Uygulama Görevleri =>
1 - Trump'ın önündeki iki tuzağı konu alan metni baştan sona, tek bir değişiklik yapmadan çoğaltınız.
2 - Kayıtlarda "In which part of the image can the green leaf" ifadesini içeren satırdan "[220,79,579,295]" ifadesini içeren satıra kadar uzanan bölümü, her iki uç satır da dahil olmak üzere, JSON dize listesi biçimine getiriniz. Her satır için bir dize kullanınız ve boş satırları dışarıda bırakınız.

Metin =>
•••••
Görüş

Trump’ın önündeki iki tuzak

ABD’nin yeni başkanının hem çok zayıf hem de çok güçlü bir Çin ihtimaline dikkat etmesi gerekiyor. Trump her şeyden önce, insanlık tarihi boyunca başa bela olan yanlış hesaplardan, yanlış algılardan ve acele kararlardan kaçınmalı.

Joseph Nye'a göre, ABD'nin yeni başkanı Trump, hem çok zayıf hem de çok güçlü bir Çin ihtimaline dikkat etmeli. [Fotoğraf: Getty Images]

abd’de 20 ocak’ta başkanlık koltuğunu devralacak olan donald trump, çin’e yönelik politikasını hazırlarken tarihin kendisi için kurduğu iki tuzağa dikkat etmeli. bunlardan ilki, çin devlet başkanı şi cinping tarafından dile getirilen “tukidides tuzağı”. antik yunan'ın ünlü tarihçisi tukidides'e göre, (amerika birleşik devletleri gibi) köklü bir gücün (çin gibi) yükselmekte olan bir güçten çok fazla korkması, dehşet verici bir savaşa yol açabilir. trump'ın kaygı duyması gereken diğer konu ise “kindleberger tuzağı”. yani çok güçlü değil de, aksine çok zayıf görünen bir çin ihtimali.

[abd’nin 2. dünya savaşı sonrasında komünizm karşıtı hedefler doğrultusunda uygulamaya koyduğu ekonomik yardım paketi] marshall planı'nın düşünsel mimarı olarak kabul edilen iktisat tarihçisi charles kindleberger’e göre, 1930’lu yıllarda yaşanan felaket gelişmeler, dünyanın en büyük gücü olarak ingiltere’nin yerini alan abd’nin, selefinin aksine, küresel kamu yararı sağlama rolünü üstlenmemesinden kaynaklanıyordu. sonuç olarak, küresel sistem bir buhran, soykırım ve dünya savaşı içine sürüklenerek çöktü. peki bugün gücünü giderek arttıran çin, küresel kamu yararı sağlamak için çalışacak mı?
•••••
Sağlanan Malzeme =>

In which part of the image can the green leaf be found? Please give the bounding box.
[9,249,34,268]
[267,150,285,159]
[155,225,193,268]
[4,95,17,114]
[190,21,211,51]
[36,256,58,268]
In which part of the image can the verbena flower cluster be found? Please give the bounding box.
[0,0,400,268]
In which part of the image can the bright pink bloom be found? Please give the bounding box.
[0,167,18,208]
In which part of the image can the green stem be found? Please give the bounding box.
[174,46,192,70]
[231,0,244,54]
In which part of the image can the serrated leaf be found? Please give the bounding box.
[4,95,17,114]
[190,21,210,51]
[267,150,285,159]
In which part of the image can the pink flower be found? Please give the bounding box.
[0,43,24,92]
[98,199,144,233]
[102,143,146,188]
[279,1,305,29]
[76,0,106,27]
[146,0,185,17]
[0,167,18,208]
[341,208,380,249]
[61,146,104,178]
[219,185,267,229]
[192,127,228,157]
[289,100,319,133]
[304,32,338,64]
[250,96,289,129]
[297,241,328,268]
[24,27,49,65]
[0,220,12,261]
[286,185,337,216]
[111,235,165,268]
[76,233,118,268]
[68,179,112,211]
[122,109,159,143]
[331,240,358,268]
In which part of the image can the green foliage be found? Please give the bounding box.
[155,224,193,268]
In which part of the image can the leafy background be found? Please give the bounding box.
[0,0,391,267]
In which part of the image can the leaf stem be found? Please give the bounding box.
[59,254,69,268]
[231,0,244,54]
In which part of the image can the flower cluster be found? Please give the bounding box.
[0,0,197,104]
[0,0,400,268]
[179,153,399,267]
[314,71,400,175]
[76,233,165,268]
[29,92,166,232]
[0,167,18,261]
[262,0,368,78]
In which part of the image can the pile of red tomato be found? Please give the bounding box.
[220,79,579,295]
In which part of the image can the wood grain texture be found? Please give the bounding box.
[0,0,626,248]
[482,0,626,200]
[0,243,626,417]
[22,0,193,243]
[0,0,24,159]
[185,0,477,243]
•••••
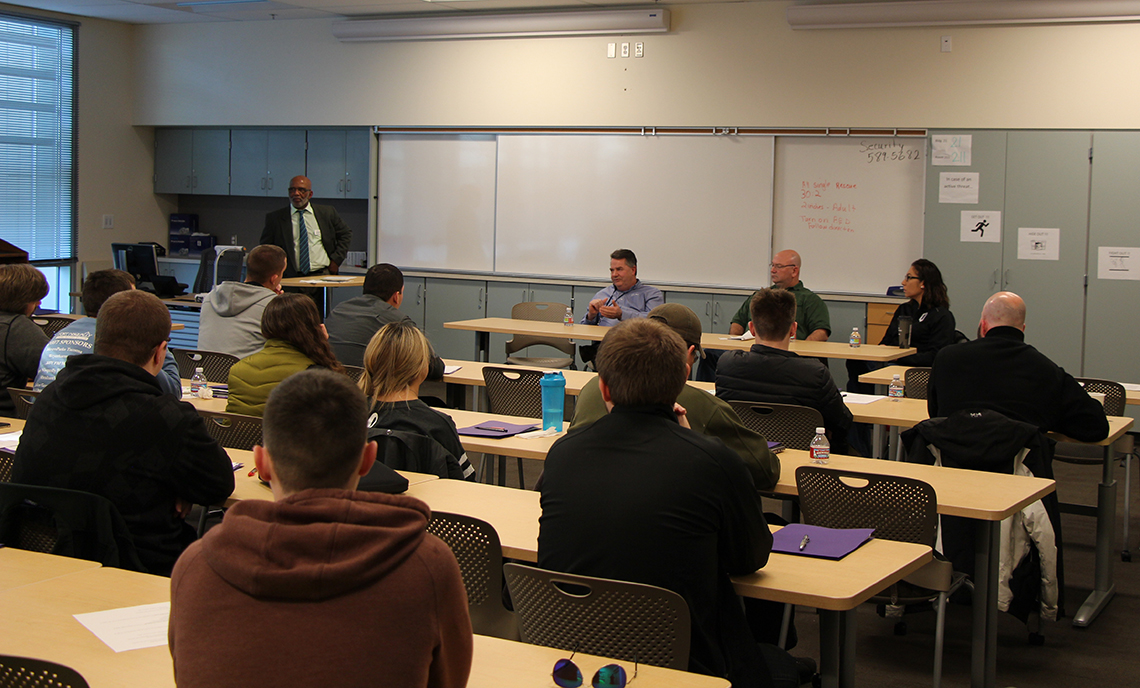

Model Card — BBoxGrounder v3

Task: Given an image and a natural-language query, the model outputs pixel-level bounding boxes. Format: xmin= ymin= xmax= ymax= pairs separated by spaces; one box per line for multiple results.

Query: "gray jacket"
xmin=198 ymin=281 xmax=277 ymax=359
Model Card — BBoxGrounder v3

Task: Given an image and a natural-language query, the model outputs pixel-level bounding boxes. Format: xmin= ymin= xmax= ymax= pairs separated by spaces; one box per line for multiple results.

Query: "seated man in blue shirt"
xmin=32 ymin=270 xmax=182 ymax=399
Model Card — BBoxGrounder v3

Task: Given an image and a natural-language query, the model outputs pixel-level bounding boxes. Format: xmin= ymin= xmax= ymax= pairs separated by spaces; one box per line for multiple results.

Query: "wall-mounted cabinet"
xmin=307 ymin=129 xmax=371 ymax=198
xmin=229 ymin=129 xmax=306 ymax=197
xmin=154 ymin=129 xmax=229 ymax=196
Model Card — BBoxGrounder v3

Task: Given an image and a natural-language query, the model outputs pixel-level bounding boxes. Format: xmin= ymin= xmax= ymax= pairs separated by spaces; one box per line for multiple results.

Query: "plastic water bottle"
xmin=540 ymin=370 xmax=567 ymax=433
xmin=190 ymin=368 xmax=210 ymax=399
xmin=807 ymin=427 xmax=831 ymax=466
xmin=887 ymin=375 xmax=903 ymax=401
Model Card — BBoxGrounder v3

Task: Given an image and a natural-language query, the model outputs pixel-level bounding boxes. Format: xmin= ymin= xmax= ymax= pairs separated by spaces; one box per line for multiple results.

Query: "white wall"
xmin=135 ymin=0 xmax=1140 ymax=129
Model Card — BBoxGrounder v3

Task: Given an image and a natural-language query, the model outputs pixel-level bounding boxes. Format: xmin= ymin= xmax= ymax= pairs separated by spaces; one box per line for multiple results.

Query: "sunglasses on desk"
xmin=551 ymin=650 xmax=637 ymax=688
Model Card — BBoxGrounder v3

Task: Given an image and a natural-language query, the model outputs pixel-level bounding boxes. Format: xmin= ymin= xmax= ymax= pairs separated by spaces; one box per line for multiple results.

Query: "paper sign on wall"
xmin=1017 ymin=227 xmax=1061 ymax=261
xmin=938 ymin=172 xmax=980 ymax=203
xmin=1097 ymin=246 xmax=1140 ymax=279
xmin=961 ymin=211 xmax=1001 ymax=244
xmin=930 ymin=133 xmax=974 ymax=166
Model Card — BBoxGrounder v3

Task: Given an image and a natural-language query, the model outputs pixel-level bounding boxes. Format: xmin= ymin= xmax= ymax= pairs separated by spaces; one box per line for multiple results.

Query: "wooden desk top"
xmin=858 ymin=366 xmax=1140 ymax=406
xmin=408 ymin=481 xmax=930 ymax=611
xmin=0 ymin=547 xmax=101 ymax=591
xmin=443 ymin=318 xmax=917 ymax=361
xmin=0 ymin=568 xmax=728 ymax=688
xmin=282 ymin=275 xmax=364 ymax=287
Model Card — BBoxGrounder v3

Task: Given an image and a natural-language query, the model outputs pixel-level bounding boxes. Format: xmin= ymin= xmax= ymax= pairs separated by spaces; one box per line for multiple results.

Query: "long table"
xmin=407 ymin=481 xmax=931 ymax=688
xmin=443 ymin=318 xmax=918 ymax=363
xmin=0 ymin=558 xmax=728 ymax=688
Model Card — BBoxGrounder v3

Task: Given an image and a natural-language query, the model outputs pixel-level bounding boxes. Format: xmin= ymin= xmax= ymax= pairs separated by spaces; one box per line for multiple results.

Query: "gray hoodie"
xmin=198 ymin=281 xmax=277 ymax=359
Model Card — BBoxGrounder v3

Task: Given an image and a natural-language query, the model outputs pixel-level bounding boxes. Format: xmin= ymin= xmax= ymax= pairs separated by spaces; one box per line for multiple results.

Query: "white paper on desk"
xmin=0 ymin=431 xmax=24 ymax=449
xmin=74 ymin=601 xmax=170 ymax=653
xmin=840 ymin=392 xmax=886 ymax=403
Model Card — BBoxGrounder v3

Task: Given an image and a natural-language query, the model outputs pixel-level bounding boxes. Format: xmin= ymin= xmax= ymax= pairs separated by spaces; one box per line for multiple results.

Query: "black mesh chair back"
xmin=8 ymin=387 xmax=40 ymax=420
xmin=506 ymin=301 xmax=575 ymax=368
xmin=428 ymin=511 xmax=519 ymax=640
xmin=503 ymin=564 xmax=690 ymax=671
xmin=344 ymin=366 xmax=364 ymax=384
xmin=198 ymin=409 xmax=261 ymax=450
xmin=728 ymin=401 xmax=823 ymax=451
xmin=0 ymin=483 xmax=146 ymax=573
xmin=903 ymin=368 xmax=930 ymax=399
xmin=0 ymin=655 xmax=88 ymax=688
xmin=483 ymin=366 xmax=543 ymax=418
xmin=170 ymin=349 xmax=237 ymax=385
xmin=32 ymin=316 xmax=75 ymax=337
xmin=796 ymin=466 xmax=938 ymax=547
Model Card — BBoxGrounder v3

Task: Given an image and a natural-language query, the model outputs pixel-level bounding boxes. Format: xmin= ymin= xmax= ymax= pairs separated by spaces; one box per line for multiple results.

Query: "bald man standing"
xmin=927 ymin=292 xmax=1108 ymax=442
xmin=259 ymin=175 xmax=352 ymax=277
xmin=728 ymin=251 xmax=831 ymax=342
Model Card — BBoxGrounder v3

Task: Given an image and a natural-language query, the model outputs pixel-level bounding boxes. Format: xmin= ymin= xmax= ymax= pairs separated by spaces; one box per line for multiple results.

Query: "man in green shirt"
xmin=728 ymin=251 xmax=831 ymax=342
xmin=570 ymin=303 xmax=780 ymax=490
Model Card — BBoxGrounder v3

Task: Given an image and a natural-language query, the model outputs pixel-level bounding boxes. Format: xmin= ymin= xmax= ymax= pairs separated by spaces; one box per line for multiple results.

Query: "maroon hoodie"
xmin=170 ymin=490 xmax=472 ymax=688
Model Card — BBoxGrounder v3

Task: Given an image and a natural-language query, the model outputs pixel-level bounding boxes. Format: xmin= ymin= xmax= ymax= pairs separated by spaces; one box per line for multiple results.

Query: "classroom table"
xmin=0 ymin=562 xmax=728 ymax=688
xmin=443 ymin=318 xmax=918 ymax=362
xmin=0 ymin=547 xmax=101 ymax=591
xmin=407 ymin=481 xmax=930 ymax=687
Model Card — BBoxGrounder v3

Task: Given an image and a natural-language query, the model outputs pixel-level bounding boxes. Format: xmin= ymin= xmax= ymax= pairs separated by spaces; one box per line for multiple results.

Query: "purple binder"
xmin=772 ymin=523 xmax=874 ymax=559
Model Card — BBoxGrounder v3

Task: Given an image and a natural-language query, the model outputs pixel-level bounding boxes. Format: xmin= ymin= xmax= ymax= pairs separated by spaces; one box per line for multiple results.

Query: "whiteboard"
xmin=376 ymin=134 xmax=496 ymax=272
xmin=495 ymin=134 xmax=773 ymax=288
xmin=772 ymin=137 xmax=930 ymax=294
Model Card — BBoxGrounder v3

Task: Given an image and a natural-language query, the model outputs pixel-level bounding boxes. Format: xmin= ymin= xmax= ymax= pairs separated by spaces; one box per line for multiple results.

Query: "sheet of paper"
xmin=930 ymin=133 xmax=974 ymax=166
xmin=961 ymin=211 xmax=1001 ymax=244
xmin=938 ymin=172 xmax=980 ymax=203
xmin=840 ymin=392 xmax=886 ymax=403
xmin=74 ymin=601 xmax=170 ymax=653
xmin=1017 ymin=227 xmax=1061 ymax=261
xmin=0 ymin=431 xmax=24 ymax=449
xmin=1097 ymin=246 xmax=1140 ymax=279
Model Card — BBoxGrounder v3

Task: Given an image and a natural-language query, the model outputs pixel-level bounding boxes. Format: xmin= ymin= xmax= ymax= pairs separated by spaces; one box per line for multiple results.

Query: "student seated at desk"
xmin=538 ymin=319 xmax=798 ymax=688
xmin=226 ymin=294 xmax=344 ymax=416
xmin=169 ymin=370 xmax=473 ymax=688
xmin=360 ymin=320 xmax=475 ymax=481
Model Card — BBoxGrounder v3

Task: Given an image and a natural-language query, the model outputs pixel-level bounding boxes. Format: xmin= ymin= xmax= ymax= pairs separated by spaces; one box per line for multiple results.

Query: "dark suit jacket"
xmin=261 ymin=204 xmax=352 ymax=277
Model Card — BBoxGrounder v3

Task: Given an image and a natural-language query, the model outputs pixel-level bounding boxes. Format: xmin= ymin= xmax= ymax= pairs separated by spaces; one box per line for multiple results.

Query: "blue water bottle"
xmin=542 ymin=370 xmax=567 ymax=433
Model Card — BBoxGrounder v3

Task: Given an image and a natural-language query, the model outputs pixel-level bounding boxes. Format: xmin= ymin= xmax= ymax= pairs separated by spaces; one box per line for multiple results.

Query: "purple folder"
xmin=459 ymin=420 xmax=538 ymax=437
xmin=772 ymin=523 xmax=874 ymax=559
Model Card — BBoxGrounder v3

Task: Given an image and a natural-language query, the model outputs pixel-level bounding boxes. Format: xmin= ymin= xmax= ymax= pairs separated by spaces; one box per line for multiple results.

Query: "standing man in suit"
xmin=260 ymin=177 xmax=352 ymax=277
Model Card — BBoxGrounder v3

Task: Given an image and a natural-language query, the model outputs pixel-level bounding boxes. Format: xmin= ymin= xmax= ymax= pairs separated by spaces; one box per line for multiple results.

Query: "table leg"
•••••
Görev Yanıtları =>
1 -
Görüş

Trump’ın önündeki iki tuzak

ABD’nin yeni başkanının hem çok zayıf hem de çok güçlü bir Çin ihtimaline dikkat etmesi gerekiyor. Trump her şeyden önce, insanlık tarihi boyunca başa bela olan yanlış hesaplardan, yanlış algılardan ve acele kararlardan kaçınmalı.

Joseph Nye'a göre, ABD'nin yeni başkanı Trump, hem çok zayıf hem de çok güçlü bir Çin ihtimaline dikkat etmeli. [Fotoğraf: Getty Images]

abd’de 20 ocak’ta başkanlık koltuğunu devralacak olan donald trump, çin’e yönelik politikasını hazırlarken tarihin kendisi için kurduğu iki tuzağa dikkat etmeli. bunlardan ilki, çin devlet başkanı şi cinping tarafından dile getirilen “tukidides tuzağı”. antik yunan'ın ünlü tarihçisi tukidides'e göre, (amerika birleşik devletleri gibi) köklü bir gücün (çin gibi) yükselmekte olan bir güçten çok fazla korkması, dehşet verici bir savaşa yol açabilir. trump'ın kaygı duyması gereken diğer konu ise “kindleberger tuzağı”. yani çok güçlü değil de, aksine çok zayıf görünen bir çin ihtimali.

[abd’nin 2. dünya savaşı sonrasında komünizm karşıtı hedefler doğrultusunda uygulamaya koyduğu ekonomik yardım paketi] marshall planı'nın düşünsel mimarı olarak kabul edilen iktisat tarihçisi charles kindleberger’e göre, 1930’lu yıllarda yaşanan felaket gelişmeler, dünyanın en büyük gücü olarak ingiltere’nin yerini alan abd’nin, selefinin aksine, küresel kamu yararı sağlama rolünü üstlenmemesinden kaynaklanıyordu. sonuç olarak, küresel sistem bir buhran, soykırım ve dünya savaşı içine sürüklenerek çöktü. peki bugün gücünü giderek arttıran çin, küresel kamu yararı sağlamak için çalışacak mı?

2 -
[
  "In which part of the image can the green leaf be found? Please give the bounding box.",
  "[9,249,34,268]",
  "[267,150,285,159]",
  "[155,225,193,268]",
  "[4,95,17,114]",
  "[190,21,211,51]",
  "[36,256,58,268]",
  "In which part of the image can the verbena flower cluster be found? Please give the bounding box.",
  "[0,0,400,268]",
  "In which part of the image can the bright pink bloom be found? Please give the bounding box.",
  "[0,167,18,208]",
  "In which part of the image can the green stem be found? Please give the bounding box.",
  "[174,46,192,70]",
  "[231,0,244,54]",
  "In which part of the image can the serrated leaf be found? Please give the bounding box.",
  "[4,95,17,114]",
  "[190,21,210,51]",
  "[267,150,285,159]",
  "In which part of the image can the pink flower be found? Please give the bounding box.",
  "[0,43,24,92]",
  "[98,199,144,233]",
  "[102,143,146,188]",
  "[279,1,305,29]",
  "[76,0,106,27]",
  "[146,0,185,17]",
  "[0,167,18,208]",
  "[341,208,380,249]",
  "[61,146,104,178]",
  "[219,185,267,229]",
  "[192,127,228,157]",
  "[289,100,319,133]",
  "[304,32,338,64]",
  "[250,96,289,129]",
  "[297,241,328,268]",
  "[24,27,49,65]",
  "[0,220,12,261]",
  "[286,185,337,216]",
  "[111,235,165,268]",
  "[76,233,118,268]",
  "[68,179,112,211]",
  "[122,109,159,143]",
  "[331,240,358,268]",
  "In which part of the image can the green foliage be found? Please give the bounding box.",
  "[155,224,193,268]",
  "In which part of the image can the leafy background be found? Please give the bounding box.",
  "[0,0,391,267]",
  "In which part of the image can the leaf stem be found? Please give the bounding box.",
  "[59,254,69,268]",
  "[231,0,244,54]",
  "In which part of the image can the flower cluster be found? Please give the bounding box.",
  "[0,0,197,104]",
  "[0,0,400,268]",
  "[179,153,399,267]",
  "[314,71,400,175]",
  "[76,233,165,268]",
  "[29,92,166,232]",
  "[0,167,18,261]",
  "[262,0,368,78]",
  "In which part of the image can the pile of red tomato be found? Please give the bounding box.",
  "[220,79,579,295]"
]